Write each record again exactly as it stands.

Point annotation records
= = =

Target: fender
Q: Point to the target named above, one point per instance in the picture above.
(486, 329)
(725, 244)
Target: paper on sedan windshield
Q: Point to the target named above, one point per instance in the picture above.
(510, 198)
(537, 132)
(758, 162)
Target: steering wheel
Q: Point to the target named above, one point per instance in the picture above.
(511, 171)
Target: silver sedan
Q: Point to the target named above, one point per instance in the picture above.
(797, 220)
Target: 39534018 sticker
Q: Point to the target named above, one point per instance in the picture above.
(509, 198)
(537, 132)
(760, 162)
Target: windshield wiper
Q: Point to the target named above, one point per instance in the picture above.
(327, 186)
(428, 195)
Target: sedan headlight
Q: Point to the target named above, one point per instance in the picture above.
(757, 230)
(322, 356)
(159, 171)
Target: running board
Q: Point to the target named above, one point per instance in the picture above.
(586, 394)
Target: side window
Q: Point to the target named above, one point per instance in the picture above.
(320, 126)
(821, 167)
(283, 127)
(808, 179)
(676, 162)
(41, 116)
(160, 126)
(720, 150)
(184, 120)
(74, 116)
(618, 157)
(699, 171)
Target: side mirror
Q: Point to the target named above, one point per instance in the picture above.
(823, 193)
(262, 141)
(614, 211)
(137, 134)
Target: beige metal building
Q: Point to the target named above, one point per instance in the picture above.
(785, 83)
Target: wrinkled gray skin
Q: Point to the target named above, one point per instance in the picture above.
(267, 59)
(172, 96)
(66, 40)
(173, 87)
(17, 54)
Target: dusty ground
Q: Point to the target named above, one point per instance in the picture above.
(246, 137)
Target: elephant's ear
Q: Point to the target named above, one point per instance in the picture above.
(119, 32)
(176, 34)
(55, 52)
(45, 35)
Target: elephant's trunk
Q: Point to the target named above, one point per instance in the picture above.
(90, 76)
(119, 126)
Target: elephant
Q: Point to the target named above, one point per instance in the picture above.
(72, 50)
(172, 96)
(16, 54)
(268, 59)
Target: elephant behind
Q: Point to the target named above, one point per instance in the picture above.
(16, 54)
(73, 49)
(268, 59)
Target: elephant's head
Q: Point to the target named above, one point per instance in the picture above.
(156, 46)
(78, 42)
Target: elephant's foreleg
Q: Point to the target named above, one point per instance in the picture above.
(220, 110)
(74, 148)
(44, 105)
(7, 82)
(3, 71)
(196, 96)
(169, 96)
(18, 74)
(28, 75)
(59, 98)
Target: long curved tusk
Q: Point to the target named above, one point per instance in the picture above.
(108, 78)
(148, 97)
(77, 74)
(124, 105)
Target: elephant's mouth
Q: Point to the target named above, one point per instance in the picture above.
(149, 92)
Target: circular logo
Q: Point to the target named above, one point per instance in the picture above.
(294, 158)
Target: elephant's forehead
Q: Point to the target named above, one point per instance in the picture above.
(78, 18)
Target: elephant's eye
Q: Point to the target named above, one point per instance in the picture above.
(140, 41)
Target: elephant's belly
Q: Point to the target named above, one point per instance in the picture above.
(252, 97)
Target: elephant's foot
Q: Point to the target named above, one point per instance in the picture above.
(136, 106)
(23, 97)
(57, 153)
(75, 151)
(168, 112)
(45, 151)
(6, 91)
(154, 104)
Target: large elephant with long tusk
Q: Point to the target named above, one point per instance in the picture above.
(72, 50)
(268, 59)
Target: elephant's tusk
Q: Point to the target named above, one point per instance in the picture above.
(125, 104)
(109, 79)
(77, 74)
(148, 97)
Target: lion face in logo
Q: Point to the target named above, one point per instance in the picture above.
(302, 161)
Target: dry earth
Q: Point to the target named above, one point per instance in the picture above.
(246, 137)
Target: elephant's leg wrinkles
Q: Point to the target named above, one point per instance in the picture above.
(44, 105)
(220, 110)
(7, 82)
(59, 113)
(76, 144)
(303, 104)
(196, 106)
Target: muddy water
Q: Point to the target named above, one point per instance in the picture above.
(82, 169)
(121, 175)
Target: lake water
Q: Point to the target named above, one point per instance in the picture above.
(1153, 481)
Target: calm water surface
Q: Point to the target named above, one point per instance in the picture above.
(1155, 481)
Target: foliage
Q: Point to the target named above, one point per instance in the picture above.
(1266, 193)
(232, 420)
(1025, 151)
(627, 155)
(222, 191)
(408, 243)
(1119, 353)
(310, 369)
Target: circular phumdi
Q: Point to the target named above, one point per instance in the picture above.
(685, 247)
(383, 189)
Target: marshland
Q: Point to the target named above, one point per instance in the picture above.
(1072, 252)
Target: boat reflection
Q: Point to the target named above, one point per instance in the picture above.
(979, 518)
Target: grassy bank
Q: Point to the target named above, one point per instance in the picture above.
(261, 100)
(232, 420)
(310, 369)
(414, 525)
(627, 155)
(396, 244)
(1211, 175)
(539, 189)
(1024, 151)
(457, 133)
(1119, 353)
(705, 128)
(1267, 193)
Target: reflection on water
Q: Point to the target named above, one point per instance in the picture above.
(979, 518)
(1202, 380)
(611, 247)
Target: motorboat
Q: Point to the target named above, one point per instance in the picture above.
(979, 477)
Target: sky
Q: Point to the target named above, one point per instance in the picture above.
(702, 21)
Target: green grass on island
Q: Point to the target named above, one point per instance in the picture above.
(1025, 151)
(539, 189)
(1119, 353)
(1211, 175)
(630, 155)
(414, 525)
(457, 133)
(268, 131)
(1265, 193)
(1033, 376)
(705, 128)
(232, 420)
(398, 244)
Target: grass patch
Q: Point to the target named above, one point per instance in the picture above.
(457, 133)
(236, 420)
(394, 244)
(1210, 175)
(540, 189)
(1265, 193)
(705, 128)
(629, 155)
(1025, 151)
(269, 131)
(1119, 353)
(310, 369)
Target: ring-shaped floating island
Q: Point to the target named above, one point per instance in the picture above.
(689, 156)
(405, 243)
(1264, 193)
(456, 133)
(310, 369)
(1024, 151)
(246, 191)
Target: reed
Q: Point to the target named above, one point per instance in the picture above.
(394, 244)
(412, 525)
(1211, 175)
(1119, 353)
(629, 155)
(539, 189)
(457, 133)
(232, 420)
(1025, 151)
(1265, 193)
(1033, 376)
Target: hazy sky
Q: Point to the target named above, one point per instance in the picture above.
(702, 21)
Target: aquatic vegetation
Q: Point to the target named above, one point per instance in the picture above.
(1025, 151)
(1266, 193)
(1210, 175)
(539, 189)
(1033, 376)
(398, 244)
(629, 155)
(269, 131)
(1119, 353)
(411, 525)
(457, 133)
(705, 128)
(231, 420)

= = =

TASK ANSWER
Target: fender
Q: Point to the target named above, one point per instance in the picture above.
(486, 329)
(725, 244)
Target: paper on sedan windshield
Q: Point to the target named above, one point per instance in the picture above.
(510, 198)
(537, 132)
(758, 162)
Target: steering wheel
Q: Point to the target named above, one point per instance in the picture above.
(511, 171)
Target: silver sedan
Q: Point to the target named above, one point per instance in the picture above.
(797, 220)
Target: 39534018 sticker
Q: Point to the target named above, one point per instance in the picture above.
(509, 198)
(537, 132)
(760, 162)
Target: windshield wiper
Q: Point to the target named above, one point per instance in the picture above.
(327, 186)
(428, 195)
Target: sedan headlight
Q: Point to the target named above, one point per instance in the picture above.
(757, 230)
(322, 356)
(159, 171)
Target: running board
Q: Point to the target named above, one point per instance in the picture above.
(586, 394)
Target: side window
Q: Point to the target named above, one point per instance in the picture above.
(320, 126)
(821, 167)
(283, 127)
(808, 179)
(676, 162)
(41, 116)
(160, 126)
(720, 150)
(184, 120)
(74, 116)
(618, 157)
(699, 171)
Target: side mirror
Q: Point to the target named above, one point per instance in the picture above.
(823, 193)
(262, 141)
(614, 211)
(137, 134)
Target: beige metal building
Q: Point to the target named above, one point per instance in the picture above.
(785, 83)
Target: wrinkled gray skin
Q: Point to the target named above, one point per instance in the picture above.
(267, 59)
(172, 96)
(66, 40)
(173, 87)
(17, 54)
Target: dusty ground
Q: Point to the target named above, one point per instance in the picture above.
(246, 137)
Target: elephant's ear
Q: Point to the target named above, one point per instance in the picture above.
(119, 32)
(176, 34)
(55, 52)
(45, 35)
Target: elephant's trunk
Q: Point to the target named above, one point per instance in the picture above.
(90, 76)
(119, 126)
Target: elephant
Q: Point to the target named above, one point per instance in the picture above.
(72, 50)
(172, 96)
(16, 54)
(268, 59)
Target: elephant behind
Q: Point to the target named above, one point per instance in the picture above.
(16, 54)
(73, 49)
(268, 59)
Target: elephant's head
Q: Point to the target named above, one point per instance in the picture above.
(156, 46)
(78, 42)
Target: elephant's foreleg
Q: Point to the target named above, one point per instance in the picture above.
(220, 110)
(74, 148)
(44, 105)
(7, 82)
(3, 71)
(196, 96)
(169, 96)
(18, 74)
(28, 75)
(59, 98)
Target: long curved tusk
Q: Point to the target named above, one point per instance in the picture above.
(108, 78)
(148, 97)
(77, 74)
(124, 105)
Target: elephant's mouth
Q: Point to the target named above, one point per instance in the picture above.
(149, 92)
Target: circular logo
Q: Point to the target named above, one point per instance in the picture above.
(294, 158)
Target: elephant's forehead
Q: Point to the target named above, one point per instance in the picture above.
(78, 18)
Target: elephant's eye
Q: Point to the target named above, one point per instance in the picture above.
(140, 41)
Target: elephant's belly
Q: Point to the target named above, one point per instance in the picture above.
(252, 97)
Target: elephant's foot
Q: Point to the target named above, one point per instance in the picture above.
(136, 106)
(23, 97)
(57, 153)
(75, 151)
(168, 112)
(45, 151)
(6, 91)
(154, 104)
Target: large elephant with long tusk
Q: Point to the target named above, one point per instance in the picture above.
(72, 50)
(268, 59)
Target: elephant's tusk
Q: Point to the target named above, one point per instance in the picture above.
(125, 104)
(109, 79)
(77, 74)
(148, 97)
Target: lion face in logo
Q: Point to the target named above, one point per instance in the picture above.
(302, 161)
Target: dry earth
Q: Point to the target named above, one point per instance in the picture above.
(246, 137)
Target: elephant's leg wrinkles
Q: Point to the target named above, one point per instance in the picture above.
(44, 105)
(220, 110)
(7, 82)
(59, 113)
(76, 144)
(303, 104)
(196, 106)
Target: muddy water
Q: Point to the target named above, one point per instance in the picture above.
(82, 169)
(121, 175)
Target: lake water
Q: Point to the target named above, one point per instance in the picture above.
(1153, 481)
Target: calm water surface
Q: Point to the target named above, one point per instance in the picture above.
(1155, 481)
Target: foliage
Q: Point to the target named above, one point per instance in the picture above.
(1266, 193)
(232, 420)
(1025, 151)
(627, 155)
(222, 191)
(408, 243)
(1119, 353)
(310, 369)
Target: circular phumdi
Q: Point to the target named above, one point per instance in the picture above.
(685, 247)
(383, 189)
Target: marshland
Q: Point to the target named above, one point per instance in the picture above.
(1072, 252)
Target: boat reflection
Q: Point to the target named above, one point per instance in the picture above.
(979, 518)
Target: grassy bank
Q: Point to the target named above, one point per instance in the picture above.
(261, 100)
(232, 420)
(310, 369)
(414, 525)
(627, 155)
(396, 244)
(1211, 175)
(539, 189)
(1024, 151)
(457, 133)
(1119, 353)
(705, 128)
(1267, 193)
Target: reflection on water
Q: Point to the target named above, one point per instance in the picture above.
(979, 518)
(1202, 380)
(611, 247)
Target: motorboat
Q: Point to the target named above, one point per instance in the picture above.
(979, 477)
Target: sky
Q: Point to the target named above, one point per instance in the picture above.
(702, 21)
Target: green grass on island
Q: Point to the target named above, one point per instance in the picture above.
(1025, 151)
(539, 189)
(1119, 353)
(1211, 175)
(630, 155)
(414, 525)
(457, 133)
(268, 131)
(1265, 193)
(1033, 376)
(705, 128)
(232, 420)
(398, 244)
Target: grass patch
Q: Point to the target named above, one point per instance in the picture above.
(457, 133)
(236, 420)
(394, 244)
(1210, 175)
(540, 189)
(1265, 193)
(705, 128)
(629, 155)
(1025, 151)
(269, 131)
(1119, 353)
(310, 369)
Target: ring-shaped floating island
Q: Point to the target named above, one point per instance in the picture above.
(689, 156)
(405, 243)
(1264, 193)
(456, 133)
(310, 369)
(1024, 151)
(246, 191)
Target: reed
Q: Point to the target named above, one point per instance in the picture above.
(394, 244)
(412, 525)
(1211, 175)
(1119, 353)
(629, 155)
(539, 189)
(457, 133)
(232, 420)
(1025, 151)
(1265, 193)
(1033, 376)
Target: hazy sky
Q: Point to the target named above, one point per instance in the picture above.
(702, 21)
Target: aquatic vegetation
Q: Point to the target named above, one point per instance in the picture above.
(1025, 151)
(1266, 193)
(1210, 175)
(539, 189)
(1033, 376)
(398, 244)
(629, 155)
(269, 131)
(1119, 353)
(411, 525)
(457, 133)
(705, 128)
(231, 420)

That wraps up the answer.